• TASK PROMPT
Copy the material from the line containing "of the roof" through the end, putting "roof edge" wherever "roof ridge" appears and keeping everything else the same.

• SUPPLIED ENTRIES
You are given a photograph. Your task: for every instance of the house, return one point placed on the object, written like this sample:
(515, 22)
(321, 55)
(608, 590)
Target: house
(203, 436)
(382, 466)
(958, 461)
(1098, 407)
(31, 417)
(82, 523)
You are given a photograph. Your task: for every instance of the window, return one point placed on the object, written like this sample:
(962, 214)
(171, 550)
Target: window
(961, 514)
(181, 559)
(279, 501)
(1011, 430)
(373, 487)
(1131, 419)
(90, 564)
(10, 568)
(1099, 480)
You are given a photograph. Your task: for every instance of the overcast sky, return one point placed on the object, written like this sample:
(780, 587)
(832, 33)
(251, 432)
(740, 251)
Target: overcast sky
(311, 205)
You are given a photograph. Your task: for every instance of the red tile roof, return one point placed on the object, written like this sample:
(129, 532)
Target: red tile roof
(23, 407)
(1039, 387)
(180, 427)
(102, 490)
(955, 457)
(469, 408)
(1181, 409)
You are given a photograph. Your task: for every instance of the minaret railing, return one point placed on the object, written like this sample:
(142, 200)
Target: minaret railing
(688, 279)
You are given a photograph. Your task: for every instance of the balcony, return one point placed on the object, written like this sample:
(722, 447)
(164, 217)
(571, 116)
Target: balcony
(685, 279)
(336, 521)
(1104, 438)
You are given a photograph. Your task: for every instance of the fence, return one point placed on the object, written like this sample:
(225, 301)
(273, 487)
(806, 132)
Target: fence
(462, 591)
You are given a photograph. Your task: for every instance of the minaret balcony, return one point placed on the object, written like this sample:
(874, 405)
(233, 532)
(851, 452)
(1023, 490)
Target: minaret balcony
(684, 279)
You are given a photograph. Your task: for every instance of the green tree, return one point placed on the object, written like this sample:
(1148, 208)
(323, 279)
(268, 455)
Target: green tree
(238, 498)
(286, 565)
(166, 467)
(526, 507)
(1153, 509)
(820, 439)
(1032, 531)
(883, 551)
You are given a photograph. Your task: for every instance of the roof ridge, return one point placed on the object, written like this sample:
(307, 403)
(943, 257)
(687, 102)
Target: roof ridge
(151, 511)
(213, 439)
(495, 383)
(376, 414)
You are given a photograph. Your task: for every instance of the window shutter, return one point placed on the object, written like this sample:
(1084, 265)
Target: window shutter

• EXERCISE OUTPUT
You are given a photograph. Your task: for every instance of the roof edge, return one point placed on the object, written like this sample:
(307, 403)
(943, 257)
(687, 102)
Target: roof edge
(151, 511)
(213, 439)
(495, 383)
(376, 414)
You are given a photograph. Your task: for every instance of the window shutter, return one point placed on the object, written like this sample:
(1084, 265)
Target: window shutter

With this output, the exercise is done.